*Aim of the task*
Retype the records exactly, including every line.

*Provided material*

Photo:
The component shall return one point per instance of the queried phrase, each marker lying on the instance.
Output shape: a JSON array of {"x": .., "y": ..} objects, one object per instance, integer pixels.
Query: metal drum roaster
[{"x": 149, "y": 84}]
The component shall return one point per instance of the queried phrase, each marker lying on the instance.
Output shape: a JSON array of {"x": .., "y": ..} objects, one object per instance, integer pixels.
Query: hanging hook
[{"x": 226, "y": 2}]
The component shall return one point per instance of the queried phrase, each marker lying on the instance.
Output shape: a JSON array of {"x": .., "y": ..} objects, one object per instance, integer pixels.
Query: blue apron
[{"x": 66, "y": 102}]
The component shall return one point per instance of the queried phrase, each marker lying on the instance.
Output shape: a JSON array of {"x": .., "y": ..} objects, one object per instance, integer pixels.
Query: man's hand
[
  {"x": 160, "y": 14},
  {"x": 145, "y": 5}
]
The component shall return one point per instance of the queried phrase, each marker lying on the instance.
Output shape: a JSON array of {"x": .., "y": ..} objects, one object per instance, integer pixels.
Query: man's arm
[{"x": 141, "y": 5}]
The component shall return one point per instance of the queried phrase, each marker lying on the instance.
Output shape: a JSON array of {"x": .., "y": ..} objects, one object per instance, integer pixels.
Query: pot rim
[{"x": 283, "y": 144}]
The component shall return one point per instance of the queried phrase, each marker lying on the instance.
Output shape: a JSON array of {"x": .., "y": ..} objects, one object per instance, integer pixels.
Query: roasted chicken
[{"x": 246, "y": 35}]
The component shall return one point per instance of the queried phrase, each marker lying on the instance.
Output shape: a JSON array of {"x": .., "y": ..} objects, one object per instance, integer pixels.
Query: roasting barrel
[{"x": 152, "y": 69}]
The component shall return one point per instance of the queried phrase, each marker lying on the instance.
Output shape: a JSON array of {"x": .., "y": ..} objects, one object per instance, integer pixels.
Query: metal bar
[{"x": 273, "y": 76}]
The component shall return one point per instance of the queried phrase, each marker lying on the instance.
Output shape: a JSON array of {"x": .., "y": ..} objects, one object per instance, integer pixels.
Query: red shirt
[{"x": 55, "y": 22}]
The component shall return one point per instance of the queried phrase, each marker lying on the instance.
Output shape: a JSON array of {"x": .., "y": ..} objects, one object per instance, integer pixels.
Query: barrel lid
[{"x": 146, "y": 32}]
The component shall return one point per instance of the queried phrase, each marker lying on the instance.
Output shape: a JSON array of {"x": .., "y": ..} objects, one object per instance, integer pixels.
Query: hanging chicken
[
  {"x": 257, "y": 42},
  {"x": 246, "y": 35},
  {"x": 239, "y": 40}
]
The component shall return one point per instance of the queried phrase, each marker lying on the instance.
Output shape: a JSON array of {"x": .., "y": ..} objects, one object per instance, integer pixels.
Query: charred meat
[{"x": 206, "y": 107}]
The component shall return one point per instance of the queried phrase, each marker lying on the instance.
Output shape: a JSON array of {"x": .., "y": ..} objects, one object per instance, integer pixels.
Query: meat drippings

*Finished exercise*
Photo:
The component shall return one point per instance of the queried phrase, each marker lying on the instance.
Output shape: a JSON array of {"x": .., "y": ..} objects, one object per instance, integer pixels.
Query: metal drum roaster
[{"x": 149, "y": 84}]
The component shall return one point per instance of the queried phrase, each marker lying on the instance.
Output shape: a JSON array of {"x": .., "y": ..} objects, one object per instance, integer pixels.
Query: hanging hook
[{"x": 226, "y": 2}]
The component shall return one point per instance of the queried phrase, each marker lying on the instance.
Output shape: a JSON array of {"x": .., "y": ..} objects, one object per instance, integer pixels.
Query: blue apron
[{"x": 66, "y": 102}]
The component shall return one point per instance of the queried phrase, each marker lying on the instance.
Output shape: a JSON array of {"x": .., "y": ..} objects, one object per instance, integer pixels.
Query: man's hand
[
  {"x": 160, "y": 14},
  {"x": 145, "y": 5}
]
The component shall return one point per instance of the queried phrase, each marker lying on the instance.
Output shape: a JSON array of {"x": .., "y": ..} objects, one object per instance, integer pixels.
Query: man's arm
[{"x": 141, "y": 5}]
The component shall return one point per instance of the queried phrase, each marker lying on the instance.
Output shape: a JSON array of {"x": .., "y": ..} objects, one object per instance, integer pixels.
Query: pot rim
[{"x": 283, "y": 144}]
The component shall return one point per instance of the queried phrase, each marker lying on the instance.
Output shape: a JSON array of {"x": .., "y": ..} objects, one object per instance, integer pixels.
Query: roasted chicken
[{"x": 246, "y": 35}]
The component shall return one point per instance of the queried phrase, each marker lying on the instance.
Output shape: a JSON array of {"x": .., "y": ..} objects, one object per instance, integer pixels.
Query: roasting barrel
[{"x": 152, "y": 69}]
The component shall return one point per instance of the queried phrase, each marker lying on the instance.
Output shape: a JSON array of {"x": .., "y": ..} objects, one object per instance, integer pixels.
Query: metal bar
[{"x": 273, "y": 76}]
The component shall return one point per instance of the queried phrase, each marker lying on the instance.
Output shape: a JSON array of {"x": .., "y": ..} objects, one object per instance, integer pixels.
Query: red shirt
[{"x": 55, "y": 22}]
The component shall return one point per instance of the queried phrase, each marker lying on the instance.
Output shape: a JSON array of {"x": .., "y": ..} objects, one object per instance, integer pixels.
Query: barrel lid
[{"x": 146, "y": 32}]
The component shall return one point per instance of the queried phrase, each marker lying on the instance.
Output shape: a JSON array of {"x": .., "y": ..} objects, one object per instance, integer pixels.
Query: hanging chicken
[
  {"x": 257, "y": 42},
  {"x": 246, "y": 35},
  {"x": 239, "y": 40}
]
The component shall return one point per instance of the queried phrase, each marker lying on the instance.
Output shape: a JSON array of {"x": .., "y": ..} objects, one object per instance, integer pixels.
Query: charred meat
[{"x": 206, "y": 107}]
The component shall return one point per instance of the queried phrase, each marker lying on the instance.
Output shape: a JSON array of {"x": .., "y": ..} objects, one object per instance, integer pixels.
Query: meat drippings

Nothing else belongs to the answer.